EXTRACT TO READ:
════════════════════

Popular culture could help play a role in drawing more women to engineering, said Ms. Burgart, pointing to the comedy The Big Bang Theory, whose colourful characters include a female physicist and a female neuroscientist. Ms. Burgart, who admits to having a shower curtain with the periodic table of chemical elements, said that even though the show is “over the top” and the main characters are socially dysfunctional men, she appreciates the science references, especially to physics.
“I always tell kids if you like building things and you like to be creative and problem solving, if you enjoy constantly learning and wondering how things work, that’s the type of thing to expect in a career in engineering,” said Ms. Burgart, who hopes to obtain her professional engineering designation, or P.Eng, in two years.
Ms. Burgart’s salary is likely to increase as she climbs the professional ladder. The level of compensation is forecast to rise for both male and female engineers, although men make more money than women. The Association of Professional Engineers and Geoscientists of Alberta (APEGA) conducted a survey in mid-2012 of 87 companies representing 9,635 members. Male engineers in the highest pay category reported an average annual base salary of $214,255, compared with $196,232 for female engineers.
APEGA argues that in order to meet the labour crunch, companies should recruit more underrepresented groups – foreign-educated graduates, aboriginals and women. For now, women account for 14 per cent of the total membership of the organization of 65,241 and APEGA has set a target to raise the proportion of women among its ranks to 30 per cent by 2030.

════════════════════

EXTRACTED DATA:
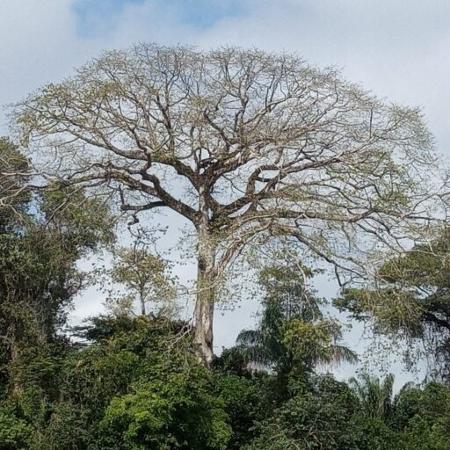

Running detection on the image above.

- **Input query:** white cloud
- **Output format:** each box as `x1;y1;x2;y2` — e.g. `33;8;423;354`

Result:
0;0;450;376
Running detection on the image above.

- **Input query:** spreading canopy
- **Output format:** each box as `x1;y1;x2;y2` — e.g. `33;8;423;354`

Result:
15;44;440;359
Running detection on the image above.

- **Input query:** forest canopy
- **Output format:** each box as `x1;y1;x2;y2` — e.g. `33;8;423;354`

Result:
0;44;450;450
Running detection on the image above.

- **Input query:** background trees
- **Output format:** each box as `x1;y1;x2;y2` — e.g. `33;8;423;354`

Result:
16;44;440;363
335;228;450;380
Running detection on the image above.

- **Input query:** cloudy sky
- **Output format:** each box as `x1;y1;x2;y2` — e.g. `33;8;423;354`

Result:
0;0;450;384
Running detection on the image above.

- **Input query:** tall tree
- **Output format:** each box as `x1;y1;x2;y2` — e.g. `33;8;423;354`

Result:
15;44;433;363
237;263;357;375
0;139;113;390
335;227;450;379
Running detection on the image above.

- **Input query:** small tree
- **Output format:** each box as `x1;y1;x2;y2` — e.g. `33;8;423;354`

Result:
110;245;176;316
15;44;440;363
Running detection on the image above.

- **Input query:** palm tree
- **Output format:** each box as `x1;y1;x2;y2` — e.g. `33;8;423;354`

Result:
349;373;394;421
237;264;356;373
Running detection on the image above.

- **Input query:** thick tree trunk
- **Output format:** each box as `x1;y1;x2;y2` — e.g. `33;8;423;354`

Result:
194;200;216;366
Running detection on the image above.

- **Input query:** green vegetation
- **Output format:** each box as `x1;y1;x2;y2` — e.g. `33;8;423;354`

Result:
0;44;450;450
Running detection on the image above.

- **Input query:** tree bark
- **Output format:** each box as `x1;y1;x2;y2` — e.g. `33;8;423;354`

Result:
194;195;217;366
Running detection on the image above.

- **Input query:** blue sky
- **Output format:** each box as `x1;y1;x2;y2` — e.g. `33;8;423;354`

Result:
72;0;243;37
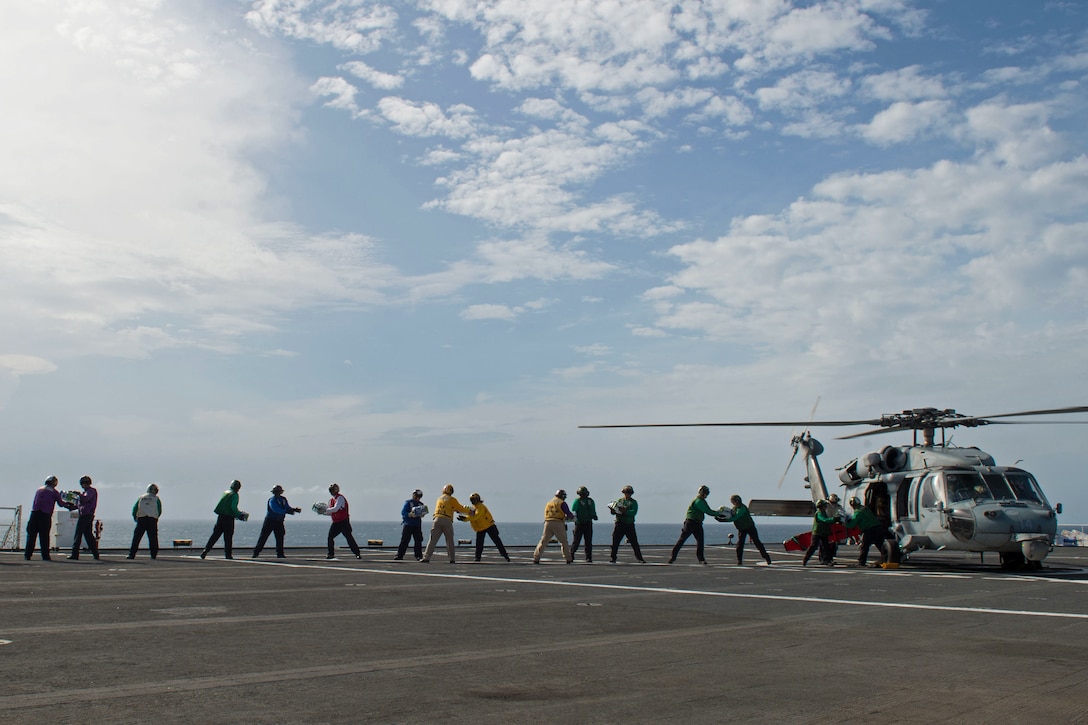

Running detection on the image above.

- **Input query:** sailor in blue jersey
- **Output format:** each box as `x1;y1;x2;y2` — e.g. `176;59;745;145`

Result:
254;484;302;558
393;489;428;562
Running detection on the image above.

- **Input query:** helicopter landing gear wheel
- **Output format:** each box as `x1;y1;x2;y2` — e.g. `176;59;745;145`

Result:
1001;551;1025;569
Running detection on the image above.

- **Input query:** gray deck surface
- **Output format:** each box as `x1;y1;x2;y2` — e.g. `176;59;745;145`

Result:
0;546;1088;723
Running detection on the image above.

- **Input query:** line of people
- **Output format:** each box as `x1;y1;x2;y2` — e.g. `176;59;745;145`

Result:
24;476;887;566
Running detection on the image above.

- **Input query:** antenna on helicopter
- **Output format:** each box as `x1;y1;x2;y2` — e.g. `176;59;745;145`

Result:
778;395;820;489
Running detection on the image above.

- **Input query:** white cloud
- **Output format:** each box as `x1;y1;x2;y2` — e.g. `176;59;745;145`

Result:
246;0;397;53
0;2;396;359
378;96;478;138
861;65;948;101
310;77;359;115
860;100;952;146
339;61;405;90
0;355;57;377
461;305;520;320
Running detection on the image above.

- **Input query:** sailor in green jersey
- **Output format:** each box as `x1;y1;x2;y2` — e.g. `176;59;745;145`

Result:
608;486;646;564
801;499;834;566
570;486;597;564
715;493;770;566
846;497;888;566
200;480;249;558
669;486;721;564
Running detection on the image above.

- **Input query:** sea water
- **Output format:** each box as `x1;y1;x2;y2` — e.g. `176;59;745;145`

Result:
93;517;811;555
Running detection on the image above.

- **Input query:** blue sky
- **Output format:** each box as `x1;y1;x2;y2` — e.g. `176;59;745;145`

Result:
0;0;1088;523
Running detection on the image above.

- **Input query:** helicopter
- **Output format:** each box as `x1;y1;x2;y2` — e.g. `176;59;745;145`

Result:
579;406;1088;569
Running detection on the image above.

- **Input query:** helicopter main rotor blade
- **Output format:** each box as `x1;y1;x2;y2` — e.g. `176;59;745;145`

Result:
579;419;880;428
834;426;914;441
970;405;1088;420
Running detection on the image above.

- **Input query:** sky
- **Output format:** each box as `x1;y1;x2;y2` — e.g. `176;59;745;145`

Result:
0;0;1088;525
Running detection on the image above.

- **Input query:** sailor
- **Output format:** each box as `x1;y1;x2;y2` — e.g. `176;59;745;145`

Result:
533;489;574;564
801;499;834;566
69;476;98;560
393;489;428;562
254;483;302;558
669;486;720;564
317;483;362;558
23;476;75;562
846;496;888;566
608;486;646;564
200;479;249;558
570;486;597;564
457;492;510;562
125;483;162;558
715;493;770;566
419;483;469;564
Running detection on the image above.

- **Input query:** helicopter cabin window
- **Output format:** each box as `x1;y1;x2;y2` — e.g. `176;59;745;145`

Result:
1005;471;1042;504
982;474;1016;501
918;475;941;508
944;471;989;503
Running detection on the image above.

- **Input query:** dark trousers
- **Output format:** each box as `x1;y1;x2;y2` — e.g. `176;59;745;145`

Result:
669;518;706;564
254;516;285;558
801;533;831;564
611;521;642;562
397;518;423;560
329;518;359;556
477;524;510;562
737;526;770;566
72;514;98;558
857;526;888;566
128;516;159;558
205;514;234;558
570;520;593;562
23;511;53;562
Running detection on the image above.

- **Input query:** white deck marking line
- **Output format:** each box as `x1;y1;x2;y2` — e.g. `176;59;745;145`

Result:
239;560;1088;619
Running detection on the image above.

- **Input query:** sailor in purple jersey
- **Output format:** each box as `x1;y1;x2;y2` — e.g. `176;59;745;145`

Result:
69;476;98;560
23;476;75;562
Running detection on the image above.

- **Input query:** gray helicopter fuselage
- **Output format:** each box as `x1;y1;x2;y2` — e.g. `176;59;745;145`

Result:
802;439;1058;562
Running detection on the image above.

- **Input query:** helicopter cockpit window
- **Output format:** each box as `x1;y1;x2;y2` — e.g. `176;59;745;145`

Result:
1005;471;1042;504
982;474;1016;501
944;472;990;503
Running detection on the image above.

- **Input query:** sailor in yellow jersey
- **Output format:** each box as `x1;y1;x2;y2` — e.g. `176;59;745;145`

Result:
457;492;510;562
533;489;574;564
420;483;471;564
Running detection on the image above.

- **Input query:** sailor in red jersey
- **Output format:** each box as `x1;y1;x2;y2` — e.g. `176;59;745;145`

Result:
317;483;362;558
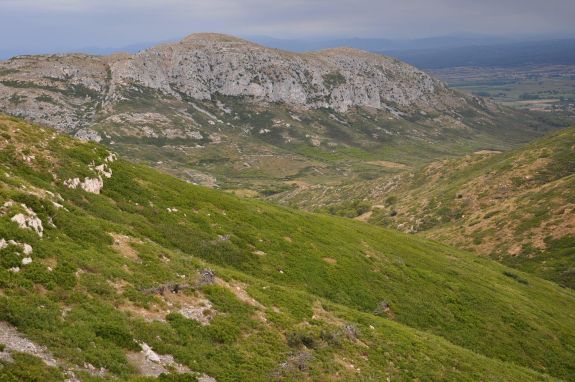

════════════════════

REQUIRED ACTIONS:
1) Answer these questions from the article on women in engineering:
(a) What is printed on Ms. Burgart's shower curtain?
(b) How many companies did APEGA survey in mid-2012?
(c) What share of its membership does APEGA want women to make up by 2030?
2) Do these statements agree with the article on women in engineering? Answer yes or no for each and quote the words that settle it.
(a) Ms. Burgart already holds her P.Eng designation.
(b) In the highest pay category, female engineers earn a lower average base salary than male engineers.
(c) Women make up 14 per cent of APEGA's total membership.
3) Write what comes next in the article on women in engineering, picking up after its final sentence.
The rows have no connection to the article on women in engineering.

RESULTS FOR EACH TASK:
1)
(a) The periodic table of chemical elements.
(b) 87 companies.
(c) 30 per cent.

2)
(a) No: "who hopes to obtain her professional engineering designation, or P.Eng, in two years."
(b) Yes: "Male engineers in the highest pay category reported an average annual base salary of $214,255, compared with $196,232 for female engineers."
(c) Yes: "women account for 14 per cent of the total membership of the organization of 65,241"

3)
In the long term, solving the employment shortage will require a younger generation to pursue scientific fields. Prof. Grozic said math and science were her favourite subjects but younger girls sometimes drop these classes.
She graduated in 1999 from the University of Alberta with a PhD in geotechnical engineering and grew up in rural Alberta where she remembers being a hands-on kid. “I was always out there catching frogs or making dams in the mud and that sort of thing,” she said. “Certainly through school, math was something that came very easy for me, as did the sciences – physics and chemistry in particular. I knew in high school that I would probably be pursuing something in the sciences or engineering.”
She has advised her 10-year-old niece, Catherine, to keep an open mind after the girl soured on math, in particular. “I sat her down and said no matter what you do in life, it’s important that you know the fundamentals of math,” Prof. Grozic said. “If you’re going to be an actress, if that’s what you want to do, you’re going to have an agent who’s going to take a commission, and you don’t want to get fleeced.”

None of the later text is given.